*AIM:*
Write out the records below once more, exactly as they stand.

*GIVEN DATA:*
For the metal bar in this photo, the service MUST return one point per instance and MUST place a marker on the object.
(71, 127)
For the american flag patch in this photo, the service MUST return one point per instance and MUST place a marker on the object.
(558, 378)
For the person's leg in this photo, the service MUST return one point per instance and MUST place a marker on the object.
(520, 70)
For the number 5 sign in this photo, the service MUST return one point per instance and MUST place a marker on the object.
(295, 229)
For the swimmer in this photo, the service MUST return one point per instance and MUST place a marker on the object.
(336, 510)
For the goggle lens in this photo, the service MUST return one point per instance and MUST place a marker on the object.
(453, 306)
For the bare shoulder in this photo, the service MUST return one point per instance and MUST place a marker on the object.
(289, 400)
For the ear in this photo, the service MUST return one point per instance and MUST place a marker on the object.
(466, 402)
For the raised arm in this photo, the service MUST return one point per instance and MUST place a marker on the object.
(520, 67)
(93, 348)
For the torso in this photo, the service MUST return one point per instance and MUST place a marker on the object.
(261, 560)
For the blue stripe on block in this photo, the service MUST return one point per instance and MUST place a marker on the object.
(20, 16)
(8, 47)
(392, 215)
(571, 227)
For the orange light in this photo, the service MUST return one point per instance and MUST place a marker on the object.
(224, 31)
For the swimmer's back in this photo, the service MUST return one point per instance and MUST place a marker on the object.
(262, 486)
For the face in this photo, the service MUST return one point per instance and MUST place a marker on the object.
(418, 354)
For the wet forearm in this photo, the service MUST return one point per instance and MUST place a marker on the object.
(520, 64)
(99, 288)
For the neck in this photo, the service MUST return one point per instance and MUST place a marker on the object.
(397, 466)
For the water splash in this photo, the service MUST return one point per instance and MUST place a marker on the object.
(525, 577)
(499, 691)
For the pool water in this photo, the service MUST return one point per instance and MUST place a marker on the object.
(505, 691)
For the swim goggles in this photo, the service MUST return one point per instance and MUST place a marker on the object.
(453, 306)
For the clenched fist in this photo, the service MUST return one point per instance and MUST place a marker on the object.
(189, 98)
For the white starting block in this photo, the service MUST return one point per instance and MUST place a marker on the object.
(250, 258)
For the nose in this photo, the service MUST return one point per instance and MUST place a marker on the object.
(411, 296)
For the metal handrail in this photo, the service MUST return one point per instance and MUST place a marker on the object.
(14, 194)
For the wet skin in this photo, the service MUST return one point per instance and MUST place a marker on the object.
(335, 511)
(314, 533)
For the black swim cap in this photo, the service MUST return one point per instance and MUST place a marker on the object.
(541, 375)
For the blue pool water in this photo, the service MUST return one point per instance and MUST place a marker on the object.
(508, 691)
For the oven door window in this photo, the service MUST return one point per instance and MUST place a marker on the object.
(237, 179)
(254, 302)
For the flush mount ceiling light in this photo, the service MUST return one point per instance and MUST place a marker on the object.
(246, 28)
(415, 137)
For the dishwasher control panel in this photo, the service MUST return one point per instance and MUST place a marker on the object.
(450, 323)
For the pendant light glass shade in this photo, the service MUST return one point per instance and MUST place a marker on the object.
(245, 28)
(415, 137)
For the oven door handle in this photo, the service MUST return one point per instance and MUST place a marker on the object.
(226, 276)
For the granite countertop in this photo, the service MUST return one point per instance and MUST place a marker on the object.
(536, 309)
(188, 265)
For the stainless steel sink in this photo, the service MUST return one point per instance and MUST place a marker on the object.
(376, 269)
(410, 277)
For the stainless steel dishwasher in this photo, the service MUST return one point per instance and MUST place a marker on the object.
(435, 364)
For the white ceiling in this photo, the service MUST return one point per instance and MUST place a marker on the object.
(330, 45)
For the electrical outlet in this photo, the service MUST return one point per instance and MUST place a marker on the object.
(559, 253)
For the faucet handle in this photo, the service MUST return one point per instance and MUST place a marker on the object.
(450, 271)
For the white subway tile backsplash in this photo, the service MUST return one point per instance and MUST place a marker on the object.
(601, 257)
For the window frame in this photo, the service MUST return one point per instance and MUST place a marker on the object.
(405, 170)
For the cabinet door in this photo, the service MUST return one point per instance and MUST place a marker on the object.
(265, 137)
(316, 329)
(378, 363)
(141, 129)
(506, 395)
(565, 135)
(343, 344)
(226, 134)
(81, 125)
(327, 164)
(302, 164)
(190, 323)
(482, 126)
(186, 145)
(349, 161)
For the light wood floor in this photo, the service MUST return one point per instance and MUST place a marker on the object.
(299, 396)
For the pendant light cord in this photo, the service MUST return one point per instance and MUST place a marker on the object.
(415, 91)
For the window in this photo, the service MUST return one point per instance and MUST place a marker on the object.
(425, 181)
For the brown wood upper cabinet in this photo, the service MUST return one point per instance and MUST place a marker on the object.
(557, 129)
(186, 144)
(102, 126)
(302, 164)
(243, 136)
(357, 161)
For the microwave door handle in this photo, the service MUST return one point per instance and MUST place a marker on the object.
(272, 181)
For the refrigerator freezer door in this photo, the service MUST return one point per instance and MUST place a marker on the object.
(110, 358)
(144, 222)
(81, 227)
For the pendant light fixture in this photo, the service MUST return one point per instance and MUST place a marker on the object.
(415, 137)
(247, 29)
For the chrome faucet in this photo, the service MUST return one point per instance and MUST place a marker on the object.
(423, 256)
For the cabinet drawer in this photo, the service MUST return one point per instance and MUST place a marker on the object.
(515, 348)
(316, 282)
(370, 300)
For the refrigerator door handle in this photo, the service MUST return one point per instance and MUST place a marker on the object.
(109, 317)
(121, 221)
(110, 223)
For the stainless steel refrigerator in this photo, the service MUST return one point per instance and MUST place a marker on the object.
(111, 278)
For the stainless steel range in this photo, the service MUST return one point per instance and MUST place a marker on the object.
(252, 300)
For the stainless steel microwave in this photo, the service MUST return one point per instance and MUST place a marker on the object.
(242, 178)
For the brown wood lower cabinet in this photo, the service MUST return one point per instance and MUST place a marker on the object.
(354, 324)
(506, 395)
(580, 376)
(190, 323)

*RESPONSE:*
For the metal bar in this photo, the service MUST return one point per instance and MUST place a marker on the object.
(71, 127)
For the american flag patch in this photo, the service MUST return one point per instance and MUST place a marker on the object.
(558, 378)
For the person's leg in this photo, the service MUST return one point per instance and MUST place a marker on the object.
(520, 70)
For the number 5 sign in this photo, the service MUST return one point per instance and MUST place a marker on the object.
(295, 229)
For the swimmer in this photo, the service MUST return one point per instance and MUST place a marker on the object.
(336, 510)
For the goggle lens in this photo, the service MUST return one point per instance and MUST place a marker on the object.
(453, 306)
For the bare shoulder in this photo, the service MUST return one point per instance and MUST place a marker on the object.
(289, 400)
For the ear in this photo, the service MUST return one point per instance and MUST place a marker on the object.
(466, 402)
For the raised arm in this photo, the service MUST return one point per instance and MUST place a marker on the object.
(520, 67)
(93, 348)
For the torso in this photo, the service MUST return one point per instance and MUST place a marker on the object.
(261, 560)
For the blue stripe on block in this photo, the service MUST return one point per instance and MUST place a marker on the object.
(20, 16)
(8, 47)
(392, 215)
(571, 227)
For the orange light in this photo, the service MUST return one point per instance and MUST place a marker on the object.
(224, 31)
For the swimmer's back in this photo, the service MUST return one point per instance and MUST place a marker on the object.
(262, 486)
For the face in this photo, the service MUST return one point per instance and MUST place a marker on the object.
(418, 354)
For the wet forearm in this photo, the service MUST return one point per instance and MUST place a marker on the object.
(520, 64)
(99, 288)
For the neck in this photo, the service MUST return one point per instance and MUST place a marker on the object.
(397, 466)
For the water splash in this photo, the service MUST return one point per instance and MUST place a marker on the object.
(525, 577)
(499, 691)
For the pool water in this photo, the service MUST return one point per instance and MUST place a marker on the object.
(505, 691)
For the swim goggles in this photo, the service MUST return one point per instance and MUST place a marker on the object.
(453, 306)
For the clenched fist in this photo, the service MUST return one point per instance and MUST place a marker on the object.
(189, 98)
For the white starting block in this photo, the service MUST return one point per instance and MUST place a marker on the object.
(250, 258)
For the nose in this photo, the service MUST return one point per instance and MUST place a marker on the object.
(411, 296)
For the metal handrail in this photo, the service MUST return one point per instance and MUST place a marker on the object.
(14, 194)
For the wet skin in this photo, the service MUST return one point per instance and MUST place a marker on the object.
(335, 511)
(314, 533)
For the black swim cap in this photo, the service MUST return one point per instance and MUST place a marker on the object.
(541, 375)
For the blue pool water in this photo, the service MUST return one point per instance and MUST place a marker on the object.
(508, 691)
For the oven door window in this photo, the service MUST return one point per instance and MUST place a marker on the object.
(237, 179)
(254, 302)
For the flush mount ceiling light in this photo, the service MUST return one point per instance and MUST place a marker on the object.
(246, 28)
(415, 137)
For the dishwasher control panel in this photo, the service MUST return one point per instance and MUST place a marker on the object.
(450, 323)
For the pendant light glass shade in this photo, the service MUST return one point per instance and MUST place a marker on the object.
(245, 28)
(415, 137)
For the oven door handle in this photo, the service MUST return one point per instance and MUST place a marker on the object.
(226, 276)
For the granite countertop in this photo, the service MUST return one point per instance and MUST place a marker on the object.
(536, 309)
(188, 265)
For the stainless steel sink in this photo, the service MUST return one point per instance and MUST place a marker on the object.
(376, 269)
(410, 277)
For the stainless steel dishwasher in this photo, the service MUST return one point per instance and MUST place a marker on the object.
(435, 364)
For the white ceiling in this photo, the service MUST return one point per instance and MUST place a marker on the object.
(330, 45)
For the electrical outlet in this photo, the service MUST return one point per instance and MUST place a marker on the object.
(559, 253)
For the faucet handle in this photo, the service MUST return one point per instance and MUST place a marker on the object.
(450, 271)
For the white subway tile backsplash in this photo, the service MUST return one point per instance and MUST place a marker on the object.
(601, 257)
For the window frame in this photo, the service MUST return one point per instance and MUST place a marker on the object.
(405, 170)
For the cabinet door in this photo, the service MUST return one point per instance and MUST place a marker on the object.
(265, 137)
(316, 329)
(378, 363)
(141, 129)
(506, 395)
(565, 135)
(343, 344)
(226, 134)
(81, 125)
(327, 164)
(302, 164)
(190, 323)
(482, 126)
(186, 145)
(349, 161)
For the light wood floor in this photo, the service MUST return one point per instance and MUST place a marker on the object.
(299, 396)
For the pendant light cord in this photo, the service MUST return one point per instance and MUST place a marker on the object.
(415, 91)
For the window in this photo, the service MUST return one point per instance and MUST place a marker on the object.
(425, 181)
For the brown wood upper cabinet in this photo, the service MUST return one point per instance and MUST place a marker on the object.
(557, 129)
(186, 144)
(102, 126)
(302, 164)
(243, 136)
(357, 161)
For the microwave door handle in this photo, the service MUST return one point per instance and MUST place a marker on the object.
(272, 181)
For the refrigerator freezer door in this photo, the service MUST return one point per instance and MUST place a marker on the object.
(110, 358)
(144, 222)
(81, 227)
For the pendant light fixture in this photo, the service MUST return one point per instance and MUST place a marker on the object.
(415, 137)
(247, 29)
For the chrome faucet in this photo, the service MUST return one point per instance and MUST place a marker on the object.
(423, 256)
For the cabinet drawer in this photo, the service MUST return one point per instance and MUST place a marker on the object.
(515, 348)
(316, 282)
(370, 300)
For the refrigerator door handle in this photo, the service MUST return one point per instance and MUST place a marker on the object.
(109, 317)
(121, 221)
(110, 223)
For the stainless steel refrigerator in this photo, the service MUST return one point per instance and MUST place a marker on the object.
(111, 278)
For the stainless steel range in this photo, the service MUST return one point per instance and MUST place a marker on the object.
(252, 300)
For the stainless steel microwave in this photo, the service MUST return one point per instance and MUST place a marker on the object.
(242, 178)
For the brown wood lower cabinet in this photo, the service MUST return one point per instance and MUST place a marker on the object.
(354, 324)
(506, 395)
(580, 376)
(190, 323)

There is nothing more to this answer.